What you need to do:
After locating "the red circle" in the listing below, copy that line and each one after it exactly, ending with the line that has "of the spectator".

Start of Given data

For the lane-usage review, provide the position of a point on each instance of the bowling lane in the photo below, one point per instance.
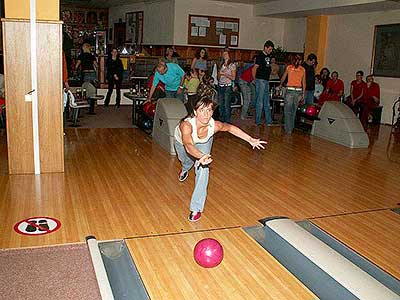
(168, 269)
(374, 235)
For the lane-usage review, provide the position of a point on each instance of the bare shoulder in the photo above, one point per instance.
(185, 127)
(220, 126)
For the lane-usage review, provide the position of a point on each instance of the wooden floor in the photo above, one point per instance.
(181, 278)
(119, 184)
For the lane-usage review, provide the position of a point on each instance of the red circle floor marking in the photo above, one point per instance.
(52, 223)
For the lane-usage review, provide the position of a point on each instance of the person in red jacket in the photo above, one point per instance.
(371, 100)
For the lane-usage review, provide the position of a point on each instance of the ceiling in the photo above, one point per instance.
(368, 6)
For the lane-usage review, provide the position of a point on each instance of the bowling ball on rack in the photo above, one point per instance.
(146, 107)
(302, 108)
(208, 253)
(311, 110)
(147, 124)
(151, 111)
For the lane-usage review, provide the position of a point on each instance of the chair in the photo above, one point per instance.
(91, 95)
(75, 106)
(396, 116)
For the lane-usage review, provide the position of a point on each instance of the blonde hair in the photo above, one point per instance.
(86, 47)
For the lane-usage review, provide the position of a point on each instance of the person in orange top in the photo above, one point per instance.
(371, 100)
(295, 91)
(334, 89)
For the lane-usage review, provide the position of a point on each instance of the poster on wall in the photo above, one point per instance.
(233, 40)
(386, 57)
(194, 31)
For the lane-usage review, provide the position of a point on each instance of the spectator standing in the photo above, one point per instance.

End of Given data
Start of Given data

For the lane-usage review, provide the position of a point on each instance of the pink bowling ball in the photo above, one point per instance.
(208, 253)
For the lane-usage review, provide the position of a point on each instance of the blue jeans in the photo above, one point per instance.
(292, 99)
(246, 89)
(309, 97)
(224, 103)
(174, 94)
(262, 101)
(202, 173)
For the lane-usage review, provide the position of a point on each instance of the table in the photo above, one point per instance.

End of Given data
Start of Given data

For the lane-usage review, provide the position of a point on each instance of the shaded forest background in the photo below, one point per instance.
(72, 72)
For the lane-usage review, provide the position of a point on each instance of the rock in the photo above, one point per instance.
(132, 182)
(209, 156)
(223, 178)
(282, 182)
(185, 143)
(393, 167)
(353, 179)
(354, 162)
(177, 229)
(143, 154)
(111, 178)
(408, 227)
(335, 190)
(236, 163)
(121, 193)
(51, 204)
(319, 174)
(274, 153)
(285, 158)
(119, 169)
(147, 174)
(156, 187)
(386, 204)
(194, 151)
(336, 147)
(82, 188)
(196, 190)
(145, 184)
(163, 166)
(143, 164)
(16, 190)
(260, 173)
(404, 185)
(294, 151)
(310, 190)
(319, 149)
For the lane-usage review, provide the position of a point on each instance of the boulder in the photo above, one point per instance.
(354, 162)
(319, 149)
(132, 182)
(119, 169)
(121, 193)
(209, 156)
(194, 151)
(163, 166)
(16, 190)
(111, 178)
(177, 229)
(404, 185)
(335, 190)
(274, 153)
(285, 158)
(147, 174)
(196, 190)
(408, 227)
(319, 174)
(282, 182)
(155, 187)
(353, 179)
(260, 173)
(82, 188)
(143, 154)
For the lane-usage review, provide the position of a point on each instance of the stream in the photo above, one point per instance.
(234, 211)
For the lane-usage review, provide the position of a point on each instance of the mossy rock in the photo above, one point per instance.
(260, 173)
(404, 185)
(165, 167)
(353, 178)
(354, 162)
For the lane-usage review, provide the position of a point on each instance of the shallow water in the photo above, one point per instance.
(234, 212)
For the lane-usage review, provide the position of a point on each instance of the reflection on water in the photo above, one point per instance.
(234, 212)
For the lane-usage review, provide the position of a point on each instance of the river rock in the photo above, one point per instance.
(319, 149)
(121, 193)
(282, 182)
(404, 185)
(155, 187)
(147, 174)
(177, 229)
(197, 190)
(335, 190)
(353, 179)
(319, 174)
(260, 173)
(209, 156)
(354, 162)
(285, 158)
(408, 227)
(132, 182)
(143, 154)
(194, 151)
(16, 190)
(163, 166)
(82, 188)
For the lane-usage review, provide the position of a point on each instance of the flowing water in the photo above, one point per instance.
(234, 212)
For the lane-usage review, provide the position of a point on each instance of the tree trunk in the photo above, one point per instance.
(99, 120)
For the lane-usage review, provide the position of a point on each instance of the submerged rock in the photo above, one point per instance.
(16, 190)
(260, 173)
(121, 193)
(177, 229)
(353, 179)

End of Given data

Solution to this task:
For the lane-usage review, provide the position of a point on each instance of the red circle floor marking in the photo above, one point per instance.
(52, 223)
For the lane-usage review, provide the position of a point on each instance of the person in red jacket in the photo above, one point per instance.
(371, 100)
For the lane-usage review, provide the position of a point on each instance of the ceiling in the photo above, one point per instance.
(368, 6)
For the lane-usage review, provide the position of a point on each instance of the bowling ball on rack in the photo above, one point per instance.
(146, 107)
(302, 108)
(208, 253)
(311, 110)
(147, 124)
(151, 111)
For the lane-usage review, provide the position of a point on each instance of the chair in the photo above, one point per instance.
(91, 95)
(75, 106)
(396, 116)
For the lane-usage review, provide the position of a point on each instance of the blonde hair in the photo above, one point per instance.
(86, 47)
For the lane-usage review, provide the position of a point on each instance of the person in orange top in the photo above, one point per instance.
(371, 100)
(295, 91)
(334, 89)
For the lane-usage review, provide the position of a point on each instance of the poster on wall in the photo above, one point per instance.
(233, 40)
(386, 57)
(194, 31)
For the lane-usage review, provide the position of a point on each instance of the spectator standing in the photo above, one point per instance.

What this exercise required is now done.